**Try it**
From the text on the Aetna disability ruling below, list every passage enclosed in double quotation marks.

**Reading text**
────
A Federal Judge in New York has ordered Aetna to trial in an ERISA disability claim, after denying its efforts to have the Court grant judgment in its favor on a group long term disability insurance claim.
The Judge for the Western District of New York determined that “having reviewed the evidence, this Court finds that the Administrative Record contains conflicting reports and opinions that must be assessed at trial concerning whether [the claimant] continued to be disabled from performing ‘any reasonable occupation’ under the Plan”.
The Court further stated that “because determining whether [the claimant] continued to be disabled under the Plan requires the weighing of competing medical opinions and assessment of credibility, neither side is entitled to summary judgment”.
To support its decision, the Court noted how the need to weigh competing medical opinions and credibility simply could not be resolved through the summary judgment mechanism.
Each side had developed medical opinions. Aetna’s opinions were based solely upon a review of the medical records, rather than any physical examination conducted.
This is a commonly seen tactic from Aetna, one that has been recognized by numerous courts who have chastised Aetna for using doctors who “have their bread buttered” by Aetna (See Maiden v. Aetna).
────
**Data supplied**
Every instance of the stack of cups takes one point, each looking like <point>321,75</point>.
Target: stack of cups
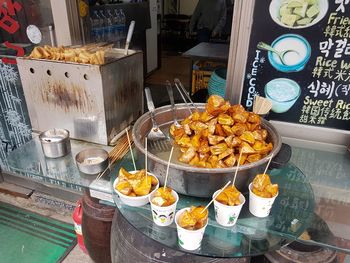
<point>227,215</point>
<point>189,239</point>
<point>163,215</point>
<point>260,206</point>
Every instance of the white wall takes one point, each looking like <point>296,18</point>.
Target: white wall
<point>187,6</point>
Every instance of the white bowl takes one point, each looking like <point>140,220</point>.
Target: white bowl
<point>134,200</point>
<point>275,6</point>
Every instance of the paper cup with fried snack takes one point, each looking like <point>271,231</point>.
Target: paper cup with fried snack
<point>189,239</point>
<point>260,206</point>
<point>163,210</point>
<point>227,215</point>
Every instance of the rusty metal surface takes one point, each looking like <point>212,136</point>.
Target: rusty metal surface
<point>91,101</point>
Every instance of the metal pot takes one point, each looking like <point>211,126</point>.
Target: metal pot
<point>194,181</point>
<point>55,143</point>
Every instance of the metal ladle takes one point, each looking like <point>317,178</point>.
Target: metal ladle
<point>280,54</point>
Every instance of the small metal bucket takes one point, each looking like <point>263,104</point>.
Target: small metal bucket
<point>55,143</point>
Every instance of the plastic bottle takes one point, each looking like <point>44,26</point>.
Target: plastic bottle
<point>114,20</point>
<point>122,23</point>
<point>110,35</point>
<point>117,27</point>
<point>104,27</point>
<point>95,27</point>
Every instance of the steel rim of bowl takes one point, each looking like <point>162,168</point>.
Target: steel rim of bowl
<point>266,125</point>
<point>64,136</point>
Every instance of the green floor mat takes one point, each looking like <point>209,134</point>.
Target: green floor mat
<point>28,237</point>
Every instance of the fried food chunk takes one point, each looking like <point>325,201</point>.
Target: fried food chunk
<point>135,184</point>
<point>69,54</point>
<point>230,196</point>
<point>163,197</point>
<point>223,131</point>
<point>263,187</point>
<point>194,219</point>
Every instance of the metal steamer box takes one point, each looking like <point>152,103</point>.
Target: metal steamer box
<point>93,102</point>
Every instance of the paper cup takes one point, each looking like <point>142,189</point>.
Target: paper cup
<point>189,239</point>
<point>227,215</point>
<point>163,216</point>
<point>260,206</point>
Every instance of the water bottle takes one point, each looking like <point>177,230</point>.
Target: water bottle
<point>122,25</point>
<point>104,27</point>
<point>117,27</point>
<point>95,27</point>
<point>110,35</point>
────
**Task output**
1. "having reviewed the evidence, this Court finds that the Administrative Record contains conflicting reports and opinions that must be assessed at trial concerning whether [the claimant] continued to be disabled from performing ‘any reasonable occupation’ under the Plan"
2. "because determining whether [the claimant] continued to be disabled under the Plan requires the weighing of competing medical opinions and assessment of credibility, neither side is entitled to summary judgment"
3. "have their bread buttered"